Recast the lines below as a Markdown table with the columns "Row" and "Line", numbering each row and omitting blank lines. Cover only the span from the line containing "photo below, one" through the final line, with both ends included.

Named object pointing lines:
====================

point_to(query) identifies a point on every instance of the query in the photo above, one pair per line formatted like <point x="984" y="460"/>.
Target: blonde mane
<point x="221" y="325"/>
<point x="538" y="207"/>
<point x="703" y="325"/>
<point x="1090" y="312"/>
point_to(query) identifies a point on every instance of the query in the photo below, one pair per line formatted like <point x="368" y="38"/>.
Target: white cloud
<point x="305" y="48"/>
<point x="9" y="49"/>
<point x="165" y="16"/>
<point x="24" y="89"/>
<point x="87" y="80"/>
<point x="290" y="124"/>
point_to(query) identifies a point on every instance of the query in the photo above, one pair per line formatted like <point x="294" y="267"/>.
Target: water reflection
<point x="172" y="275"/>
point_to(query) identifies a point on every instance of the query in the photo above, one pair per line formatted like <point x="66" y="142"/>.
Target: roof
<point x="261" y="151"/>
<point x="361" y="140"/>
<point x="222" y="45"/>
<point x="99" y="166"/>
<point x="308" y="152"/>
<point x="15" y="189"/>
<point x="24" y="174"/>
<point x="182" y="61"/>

====================

Response for this exercise:
| Row | Line |
|---|---|
| 1 | point_to(query) identifies a point on every instance of the query in the photo below, one pair per line formatted like <point x="368" y="38"/>. |
| 2 | Target: white cloud |
| 3 | <point x="305" y="48"/> |
| 4 | <point x="9" y="49"/> |
| 5 | <point x="165" y="16"/> |
| 6 | <point x="24" y="89"/> |
| 7 | <point x="87" y="80"/> |
| 8 | <point x="290" y="124"/> |
| 9 | point_to(query) identifies a point on every instance of the query in the photo above, one pair per line formatted like <point x="294" y="267"/>. |
| 10 | Target: water reflection |
| 11 | <point x="172" y="275"/> |
| 12 | point_to(query) identifies a point on every instance of the query in the photo above, one pair per line formatted like <point x="66" y="142"/>. |
| 13 | Target: roof |
| 14 | <point x="261" y="151"/> |
| 15 | <point x="361" y="140"/> |
| 16 | <point x="222" y="45"/> |
| 17 | <point x="99" y="166"/> |
| 18 | <point x="308" y="152"/> |
| 19 | <point x="15" y="189"/> |
| 20 | <point x="24" y="174"/> |
| 21 | <point x="182" y="61"/> |